• Task goal: Within the data below, copy each line where the string "artist" is found.

Image point grounding data:
------------------------------
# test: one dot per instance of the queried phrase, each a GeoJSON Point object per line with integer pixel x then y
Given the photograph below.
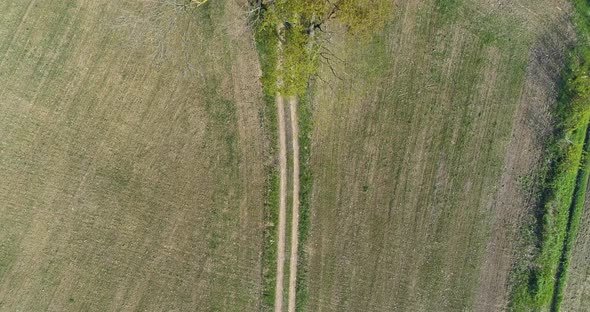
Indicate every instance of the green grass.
{"type": "Point", "coordinates": [540, 286]}
{"type": "Point", "coordinates": [127, 183]}
{"type": "Point", "coordinates": [266, 43]}
{"type": "Point", "coordinates": [306, 182]}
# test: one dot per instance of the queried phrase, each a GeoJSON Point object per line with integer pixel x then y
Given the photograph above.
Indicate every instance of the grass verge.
{"type": "Point", "coordinates": [540, 284]}
{"type": "Point", "coordinates": [266, 43]}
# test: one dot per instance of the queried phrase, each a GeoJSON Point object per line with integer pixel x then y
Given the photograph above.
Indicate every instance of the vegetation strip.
{"type": "Point", "coordinates": [288, 63]}
{"type": "Point", "coordinates": [540, 285]}
{"type": "Point", "coordinates": [295, 212]}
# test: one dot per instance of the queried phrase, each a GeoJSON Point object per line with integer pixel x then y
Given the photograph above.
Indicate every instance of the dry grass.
{"type": "Point", "coordinates": [131, 156]}
{"type": "Point", "coordinates": [418, 151]}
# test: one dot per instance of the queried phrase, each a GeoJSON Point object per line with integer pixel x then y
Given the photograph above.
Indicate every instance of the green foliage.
{"type": "Point", "coordinates": [540, 284]}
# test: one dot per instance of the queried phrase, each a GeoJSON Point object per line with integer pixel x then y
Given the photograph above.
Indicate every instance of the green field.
{"type": "Point", "coordinates": [131, 157]}
{"type": "Point", "coordinates": [421, 151]}
{"type": "Point", "coordinates": [140, 168]}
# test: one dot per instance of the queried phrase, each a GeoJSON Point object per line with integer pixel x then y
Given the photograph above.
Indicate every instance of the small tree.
{"type": "Point", "coordinates": [302, 46]}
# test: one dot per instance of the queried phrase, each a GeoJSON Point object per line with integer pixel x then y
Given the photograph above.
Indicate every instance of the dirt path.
{"type": "Point", "coordinates": [295, 221]}
{"type": "Point", "coordinates": [279, 288]}
{"type": "Point", "coordinates": [283, 190]}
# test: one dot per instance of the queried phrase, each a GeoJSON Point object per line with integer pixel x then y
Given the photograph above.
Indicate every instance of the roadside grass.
{"type": "Point", "coordinates": [266, 44]}
{"type": "Point", "coordinates": [540, 285]}
{"type": "Point", "coordinates": [127, 183]}
{"type": "Point", "coordinates": [305, 117]}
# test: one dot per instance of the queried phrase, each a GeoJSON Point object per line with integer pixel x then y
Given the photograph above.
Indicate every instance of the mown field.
{"type": "Point", "coordinates": [426, 152]}
{"type": "Point", "coordinates": [131, 157]}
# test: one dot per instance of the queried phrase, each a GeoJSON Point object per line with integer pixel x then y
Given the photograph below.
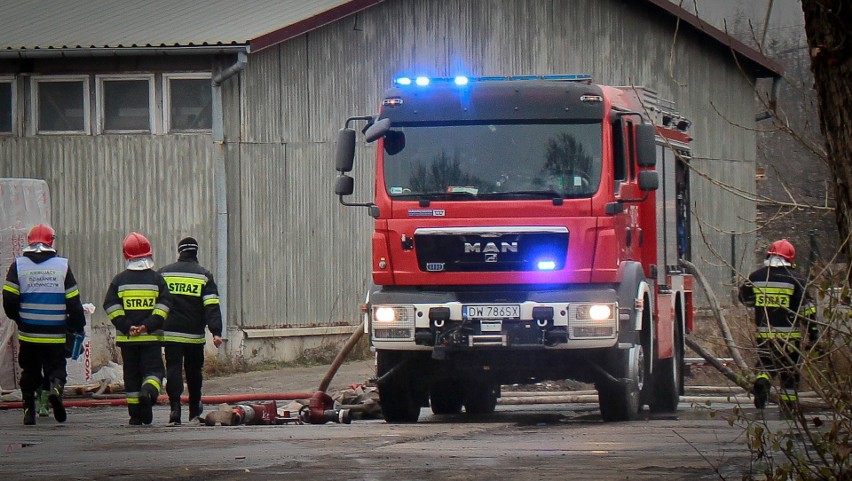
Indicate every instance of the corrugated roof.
{"type": "Point", "coordinates": [65, 26]}
{"type": "Point", "coordinates": [111, 24]}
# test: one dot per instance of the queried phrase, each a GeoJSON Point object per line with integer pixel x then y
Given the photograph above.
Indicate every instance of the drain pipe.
{"type": "Point", "coordinates": [221, 185]}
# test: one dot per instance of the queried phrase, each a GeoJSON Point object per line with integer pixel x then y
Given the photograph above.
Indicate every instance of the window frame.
{"type": "Point", "coordinates": [167, 101]}
{"type": "Point", "coordinates": [13, 99]}
{"type": "Point", "coordinates": [35, 99]}
{"type": "Point", "coordinates": [100, 97]}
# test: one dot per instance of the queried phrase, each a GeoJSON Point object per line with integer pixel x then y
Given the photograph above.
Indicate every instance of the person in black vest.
{"type": "Point", "coordinates": [782, 309]}
{"type": "Point", "coordinates": [40, 295]}
{"type": "Point", "coordinates": [196, 306]}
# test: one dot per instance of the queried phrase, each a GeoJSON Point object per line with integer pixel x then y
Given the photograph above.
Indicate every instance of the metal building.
{"type": "Point", "coordinates": [218, 119]}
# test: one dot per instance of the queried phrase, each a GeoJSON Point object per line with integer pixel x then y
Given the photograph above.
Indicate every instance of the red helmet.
{"type": "Point", "coordinates": [136, 246]}
{"type": "Point", "coordinates": [782, 248]}
{"type": "Point", "coordinates": [41, 234]}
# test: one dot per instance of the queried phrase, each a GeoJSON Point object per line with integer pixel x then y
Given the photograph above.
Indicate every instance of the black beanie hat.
{"type": "Point", "coordinates": [188, 245]}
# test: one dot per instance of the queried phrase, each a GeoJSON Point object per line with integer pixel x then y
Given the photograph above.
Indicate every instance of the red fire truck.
{"type": "Point", "coordinates": [526, 229]}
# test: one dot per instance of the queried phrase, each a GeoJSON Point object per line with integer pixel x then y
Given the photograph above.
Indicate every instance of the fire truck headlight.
{"type": "Point", "coordinates": [393, 323]}
{"type": "Point", "coordinates": [594, 312]}
{"type": "Point", "coordinates": [384, 314]}
{"type": "Point", "coordinates": [588, 321]}
{"type": "Point", "coordinates": [600, 312]}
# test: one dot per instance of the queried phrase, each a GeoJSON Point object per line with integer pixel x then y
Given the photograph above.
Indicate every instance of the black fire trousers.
{"type": "Point", "coordinates": [189, 358]}
{"type": "Point", "coordinates": [779, 358]}
{"type": "Point", "coordinates": [40, 363]}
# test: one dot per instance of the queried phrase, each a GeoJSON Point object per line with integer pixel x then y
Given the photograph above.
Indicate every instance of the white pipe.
{"type": "Point", "coordinates": [221, 185]}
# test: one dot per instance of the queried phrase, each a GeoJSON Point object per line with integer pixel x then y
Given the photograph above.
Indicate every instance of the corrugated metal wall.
{"type": "Point", "coordinates": [296, 257]}
{"type": "Point", "coordinates": [305, 258]}
{"type": "Point", "coordinates": [103, 187]}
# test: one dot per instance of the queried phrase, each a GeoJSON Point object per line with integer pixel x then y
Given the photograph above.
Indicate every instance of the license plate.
{"type": "Point", "coordinates": [502, 311]}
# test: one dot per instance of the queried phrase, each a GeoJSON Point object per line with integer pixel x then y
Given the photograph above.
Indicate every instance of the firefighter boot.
{"type": "Point", "coordinates": [43, 410]}
{"type": "Point", "coordinates": [29, 409]}
{"type": "Point", "coordinates": [762, 387]}
{"type": "Point", "coordinates": [133, 411]}
{"type": "Point", "coordinates": [55, 399]}
{"type": "Point", "coordinates": [174, 414]}
{"type": "Point", "coordinates": [147, 399]}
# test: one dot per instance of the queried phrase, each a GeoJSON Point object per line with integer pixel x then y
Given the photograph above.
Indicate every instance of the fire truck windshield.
{"type": "Point", "coordinates": [492, 161]}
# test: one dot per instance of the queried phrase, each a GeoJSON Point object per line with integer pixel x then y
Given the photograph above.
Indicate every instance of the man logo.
{"type": "Point", "coordinates": [490, 247]}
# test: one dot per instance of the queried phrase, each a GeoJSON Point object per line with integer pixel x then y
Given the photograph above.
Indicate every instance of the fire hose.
{"type": "Point", "coordinates": [320, 408]}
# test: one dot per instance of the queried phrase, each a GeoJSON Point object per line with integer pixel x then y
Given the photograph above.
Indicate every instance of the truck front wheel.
{"type": "Point", "coordinates": [399, 405]}
{"type": "Point", "coordinates": [621, 401]}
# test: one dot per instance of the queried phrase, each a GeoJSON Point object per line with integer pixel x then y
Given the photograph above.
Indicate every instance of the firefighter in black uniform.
{"type": "Point", "coordinates": [195, 305]}
{"type": "Point", "coordinates": [137, 302]}
{"type": "Point", "coordinates": [782, 310]}
{"type": "Point", "coordinates": [41, 296]}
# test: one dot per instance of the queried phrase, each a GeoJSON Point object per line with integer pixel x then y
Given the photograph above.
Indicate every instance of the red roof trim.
{"type": "Point", "coordinates": [764, 64]}
{"type": "Point", "coordinates": [312, 23]}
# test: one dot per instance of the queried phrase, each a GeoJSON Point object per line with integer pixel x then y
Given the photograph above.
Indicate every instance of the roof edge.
{"type": "Point", "coordinates": [273, 38]}
{"type": "Point", "coordinates": [119, 51]}
{"type": "Point", "coordinates": [766, 66]}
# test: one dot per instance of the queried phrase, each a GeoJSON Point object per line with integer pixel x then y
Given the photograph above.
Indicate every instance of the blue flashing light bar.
{"type": "Point", "coordinates": [462, 80]}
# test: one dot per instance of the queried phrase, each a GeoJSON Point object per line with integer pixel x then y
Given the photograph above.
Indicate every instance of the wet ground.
{"type": "Point", "coordinates": [519, 442]}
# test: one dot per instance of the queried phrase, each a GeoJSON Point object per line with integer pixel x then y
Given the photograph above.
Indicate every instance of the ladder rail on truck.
{"type": "Point", "coordinates": [526, 229]}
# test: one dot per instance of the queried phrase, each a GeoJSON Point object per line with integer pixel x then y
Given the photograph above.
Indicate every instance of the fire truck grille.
{"type": "Point", "coordinates": [503, 252]}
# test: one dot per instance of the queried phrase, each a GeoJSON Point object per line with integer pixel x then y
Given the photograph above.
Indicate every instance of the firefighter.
{"type": "Point", "coordinates": [41, 296]}
{"type": "Point", "coordinates": [137, 302]}
{"type": "Point", "coordinates": [195, 305]}
{"type": "Point", "coordinates": [782, 308]}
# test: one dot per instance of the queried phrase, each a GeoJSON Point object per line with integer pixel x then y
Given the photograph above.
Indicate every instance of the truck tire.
{"type": "Point", "coordinates": [480, 398]}
{"type": "Point", "coordinates": [668, 377]}
{"type": "Point", "coordinates": [446, 397]}
{"type": "Point", "coordinates": [396, 398]}
{"type": "Point", "coordinates": [622, 401]}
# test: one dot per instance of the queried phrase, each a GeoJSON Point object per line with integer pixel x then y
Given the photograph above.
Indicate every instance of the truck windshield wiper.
{"type": "Point", "coordinates": [448, 196]}
{"type": "Point", "coordinates": [534, 194]}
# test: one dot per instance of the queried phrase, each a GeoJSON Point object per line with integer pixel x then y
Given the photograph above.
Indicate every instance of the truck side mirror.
{"type": "Point", "coordinates": [646, 152]}
{"type": "Point", "coordinates": [649, 180]}
{"type": "Point", "coordinates": [345, 155]}
{"type": "Point", "coordinates": [344, 185]}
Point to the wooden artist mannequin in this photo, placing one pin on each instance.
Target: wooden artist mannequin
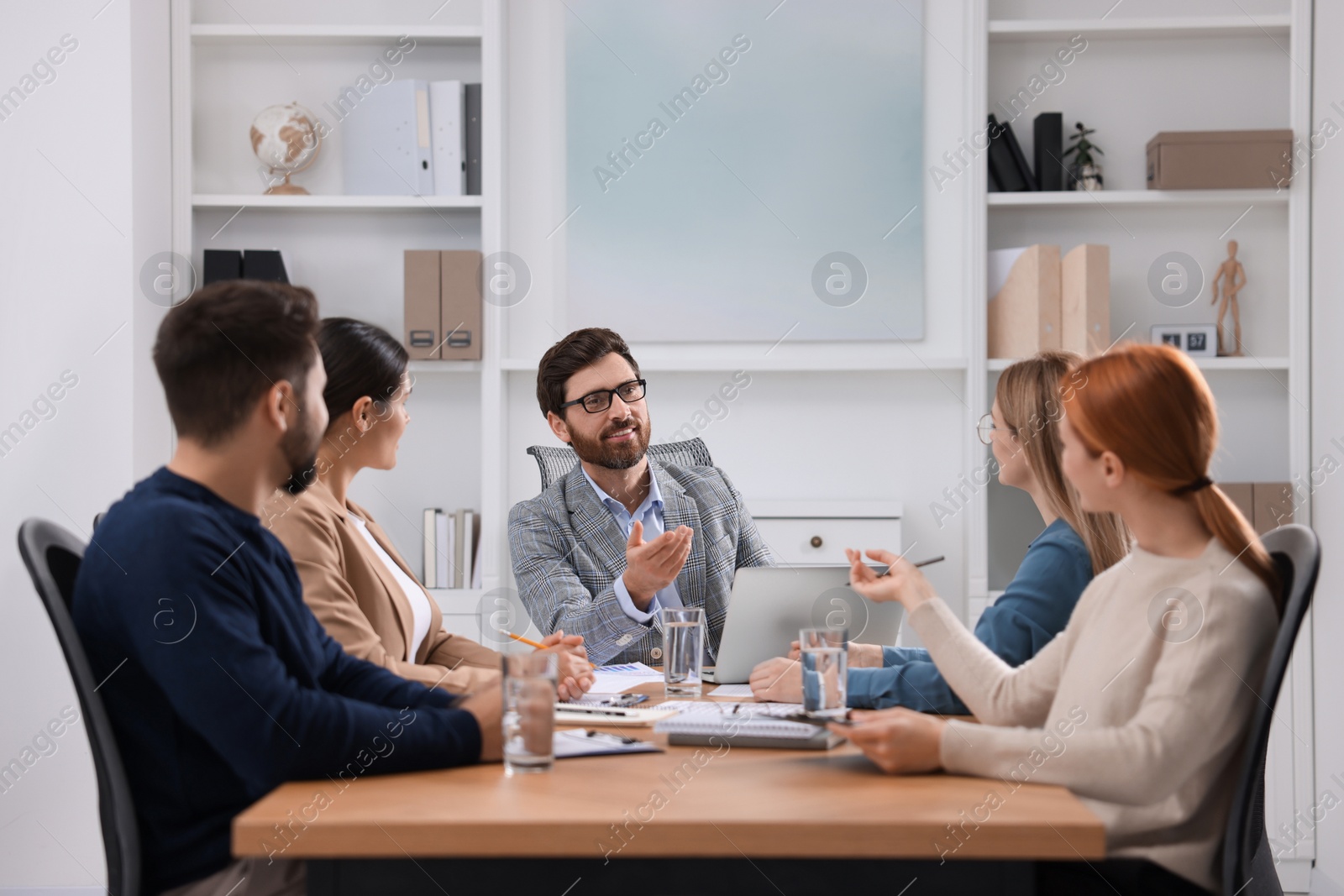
------------------------------
• Reply:
Point to the wooden artist mannequin in this photo, placing one pin on each instance.
Target: wooden artist mannequin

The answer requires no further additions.